◆ **PAGE EXTRACT**:
- Opening Delimiter -

This article is from the Australian Property Journal archive
AUSTRALIA’S construction sector rebounded in February after the Omicron variant halted supply chains and kept workers at home, although the availability of labour and materials will likely remain a problem through this year.
The Australian Industry Group/Housing Industry Association Australian Performance of Construction Index (PCI) improved by 7.5 points to 53.4 in February, indicating a recovery in activity across the construction sector following a sharp fall over the summer holiday period (readings above 50 indicate expansion in activity, with higher results indicating a faster expansion).
All four sectors rebounded following a return to more normal business conditions in February. House building activity expanded, up 18.3 points to 58.3, as did commercial building, up 19.3 points to 58.8 and engineering construction, up 6.3 points to 56.3, while the index for apartments lifted into stability in February (up 28.6 points to 50.0).
Activity increased 15.4 points to 56.5 and new orders by 7.7 points to 55.4, both returning to expansion.
Supplier deliveries contracted for an eighth month, albeit at a slower rate, up 7.5 points to 41.9.
The index for input prices remained high at 95.6, marking 12 months of extremely elevated results. Selling prices have also been elevated over 12 months, moving up 5.4 points to a series-high 86.8 points.
“With capacity utilisation at very high levels, employers from across the construction sector reported ongoing difficulties in filling positions particularly for skilled labour. These conditions, together with the rebound of new orders suggest further inflationary pressures in the period ahead,” said Peter Burn, chief policy advisor at Ai Group.
The average wages index reached a series high of 77.5 following six months of increased wages pressures, while the employment index moderated slightly, 2.2 points to 54.3.
The latest PCI was released on the same day the Australian Bureau of Statistics released dwelling approvals data for January that showed a 27.9% monthly decline, driven by a 43.6% fall in apartments and townhouses. Detached houses fell sharply also, by 17.5%. Worker availability due to the holiday period as well as the Omicron wave may have proved a roadblock in applications being approved.

- Closing Delimiter -

◆ **TASKS**:
1. In one to three sentences, state why the construction index article expects further inflationary pressures in the period ahead.
2. Write the next part of the construction index article, continuing after its final sentence.
The listing is unrelated to the construction index article.

◆ **MATERIAL SUPPLIED**:
- Opening Delimiter -

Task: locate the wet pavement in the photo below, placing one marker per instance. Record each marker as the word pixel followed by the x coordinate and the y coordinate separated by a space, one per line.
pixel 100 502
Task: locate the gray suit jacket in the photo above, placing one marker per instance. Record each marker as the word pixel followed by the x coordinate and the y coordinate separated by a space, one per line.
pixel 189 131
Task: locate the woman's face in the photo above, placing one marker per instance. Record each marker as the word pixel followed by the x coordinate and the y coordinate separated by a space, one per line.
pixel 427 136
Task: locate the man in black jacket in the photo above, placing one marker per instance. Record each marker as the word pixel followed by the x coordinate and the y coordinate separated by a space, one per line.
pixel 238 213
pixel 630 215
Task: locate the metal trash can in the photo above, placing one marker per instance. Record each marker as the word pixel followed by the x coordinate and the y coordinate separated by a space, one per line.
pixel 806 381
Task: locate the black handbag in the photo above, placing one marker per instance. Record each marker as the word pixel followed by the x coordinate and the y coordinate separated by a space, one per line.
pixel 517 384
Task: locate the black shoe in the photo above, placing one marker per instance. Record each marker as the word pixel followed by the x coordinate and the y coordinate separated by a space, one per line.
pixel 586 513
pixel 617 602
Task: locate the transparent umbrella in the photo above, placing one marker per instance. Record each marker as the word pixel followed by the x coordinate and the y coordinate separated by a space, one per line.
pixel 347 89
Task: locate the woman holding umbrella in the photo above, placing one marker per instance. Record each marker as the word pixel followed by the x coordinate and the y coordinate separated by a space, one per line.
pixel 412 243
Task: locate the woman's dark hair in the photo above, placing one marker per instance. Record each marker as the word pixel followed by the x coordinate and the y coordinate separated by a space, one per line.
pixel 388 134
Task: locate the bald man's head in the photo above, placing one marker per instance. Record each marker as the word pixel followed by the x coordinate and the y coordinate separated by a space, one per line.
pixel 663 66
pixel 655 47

- Closing Delimiter -

◆ **ANSWERS BY ITEM**:
1. Capacity utilization is at very high levels, and employers across the construction sector report ongoing difficulty filling positions, particularly for skilled labor. Together with the rebound in new orders, these conditions point to further inflationary pressures.

2.
The total approval number of 12,916 is 24.1% lower than a year earlier, which was boosted by the federal government’s HomeBuilder package. The series has now returned closer to historic levels, according to ABS director of construction statistics Daniel Rossie, with the January result 0.8% higher than the pre-pandemic level in January 2020.
The value of total building approved fell 27.7% over January, with the value of non-residential building approved down a further 36.8% after a 15.0% decline in December. The value of total residential building fell 22.8%, comprised of a 24.9% decline in the value of new residential building, and a 10.3% fall in the value of alterations and additions.
HIA economist, Tom Devitt, said there are no indications that home building activity is facing a weaker outlook any time soon.
“Home building bounced back as the Omicron wave abated. New home sales are exceptionally strong, up around levels usually only seen during periods of direct stimulus, on the back of the pandemic trend towards lower density housing. Rental vacancies are incredibly low,” he said, adding that unemployment is around record lows and the Reserve Bank had reiterated its “patient” stance in upping the cash rate as it waits for supply chain issues to more fully play out.
“This year, the salient constraint on builders will remain the price and availability of land, labour and materials, rather than any absence of demand.”
He said the first signs of weakness will be seen in terms of access to finance, especially for first home buyers, as house price growth slows in the established market.